Passage to read:
Posted by on in Culture Blogs

 White House warns Russian invasion of Ukraine may be imminent


Gods, it's like watching a rape that I'm powerless to stop. I can't bring myself to look away, but the very act of looking seems in itself unclean, an act of complicity.

I feel like a war voyeur.

Putin's invasion of Ukraine has become a hideous kind of live entertainment as we watch it play out in real-time. Somehow my obsessive interest in what's happening seems to me prurient, ghoulish even. Something Nascar-ish is happening here: you don't really want wrecks, but the potential smell of blood has its own allure. In candor, the wrecks are the draw.

Well, war is interesting: a terrible truth, but a truth nonetheless. I think of the Iliad, the Mahabharata, the Táin, those culturally-foundational war epics. War is reality of the most extreme sort.

From the safety of somewhere else, I watch the suffering of others with fascinated horror. Try as I might, I feel myself in a state of perpetual uncleanness. How do I dare make offerings, do the sacred and necessary work, in such a state of mental impurity?

Yet the sacred work must still be done: without it, the world would fail. Better an imperfect offering than no offering at all. I turn off the radio, take a deep breath, wash my hands, and do my best to clear my mind as I enter the temple to make the morning offering.

Task list:
a - Please repeat the blog post word for word, starting at the words "Well, war is" and stopping after "most extreme sort.".
b - Answer these questions from the blog post:
(i) Which three war epics does the writer name?
(ii) What does the writer turn off before entering the temple?
(iii) What kind of racing does the writer compare the watching to?

Entries supplied:
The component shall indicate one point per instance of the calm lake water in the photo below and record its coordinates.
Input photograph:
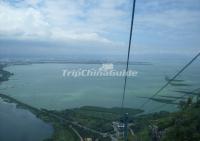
(21, 125)
(43, 86)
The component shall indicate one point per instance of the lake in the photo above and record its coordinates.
(43, 86)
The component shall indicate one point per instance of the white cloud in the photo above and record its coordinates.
(59, 20)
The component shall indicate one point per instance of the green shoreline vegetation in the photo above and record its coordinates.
(97, 122)
(89, 122)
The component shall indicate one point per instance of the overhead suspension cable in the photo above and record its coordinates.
(173, 78)
(125, 79)
(128, 55)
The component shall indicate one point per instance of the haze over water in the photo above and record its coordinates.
(43, 86)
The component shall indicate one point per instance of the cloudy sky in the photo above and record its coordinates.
(98, 26)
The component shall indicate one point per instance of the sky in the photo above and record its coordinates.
(49, 27)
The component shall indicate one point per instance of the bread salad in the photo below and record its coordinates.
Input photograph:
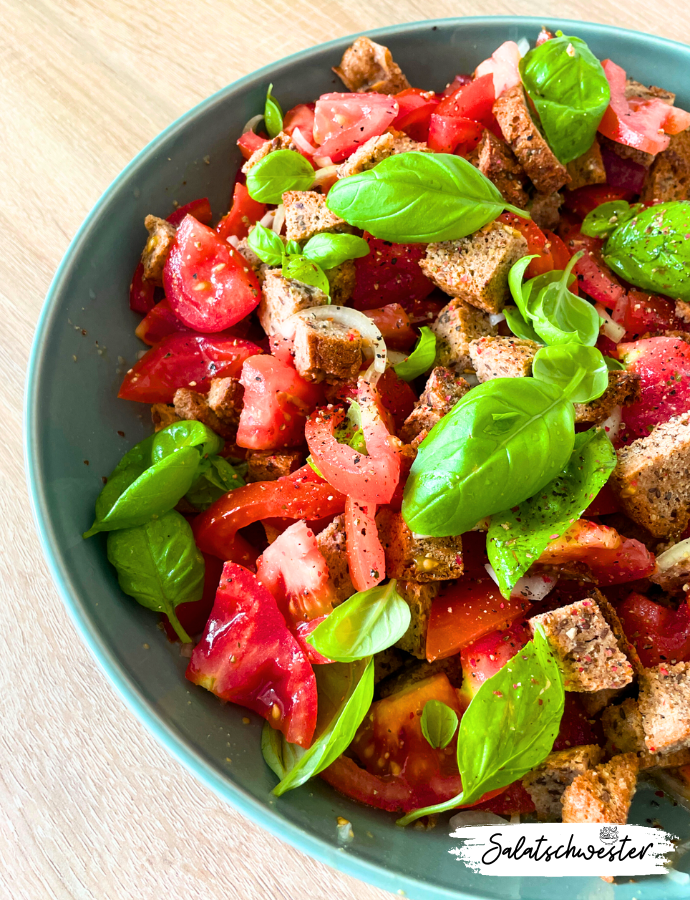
(418, 492)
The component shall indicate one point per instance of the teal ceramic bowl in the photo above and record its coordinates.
(73, 415)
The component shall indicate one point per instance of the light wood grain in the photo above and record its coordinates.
(92, 809)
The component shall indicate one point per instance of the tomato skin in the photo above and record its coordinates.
(185, 360)
(207, 282)
(276, 402)
(248, 656)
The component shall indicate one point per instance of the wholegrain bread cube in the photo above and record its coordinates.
(368, 66)
(547, 783)
(527, 143)
(652, 478)
(502, 357)
(475, 268)
(157, 248)
(604, 793)
(419, 597)
(585, 647)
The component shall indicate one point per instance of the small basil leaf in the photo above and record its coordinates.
(517, 537)
(559, 365)
(439, 724)
(567, 84)
(267, 245)
(280, 171)
(345, 693)
(367, 623)
(472, 465)
(421, 359)
(652, 250)
(159, 565)
(418, 198)
(330, 250)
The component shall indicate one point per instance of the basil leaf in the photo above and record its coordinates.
(280, 171)
(567, 84)
(345, 694)
(418, 198)
(560, 365)
(439, 723)
(422, 357)
(159, 565)
(652, 251)
(509, 727)
(517, 537)
(477, 460)
(267, 245)
(273, 114)
(330, 250)
(370, 621)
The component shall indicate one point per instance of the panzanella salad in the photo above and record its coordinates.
(418, 491)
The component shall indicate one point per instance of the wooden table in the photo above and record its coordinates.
(92, 808)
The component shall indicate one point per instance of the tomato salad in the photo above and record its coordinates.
(417, 491)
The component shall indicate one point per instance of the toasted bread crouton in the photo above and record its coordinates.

Results by task:
a -
Well, war is interesting: a terrible truth, but a truth nonetheless. I think of the Iliad, the Mahabharata, the Táin, those culturally-foundational war epics. War is reality of the most extreme sort.

b -
(i) The Iliad, the Mahabharata and the Táin
(ii) The radio
(iii) Nascar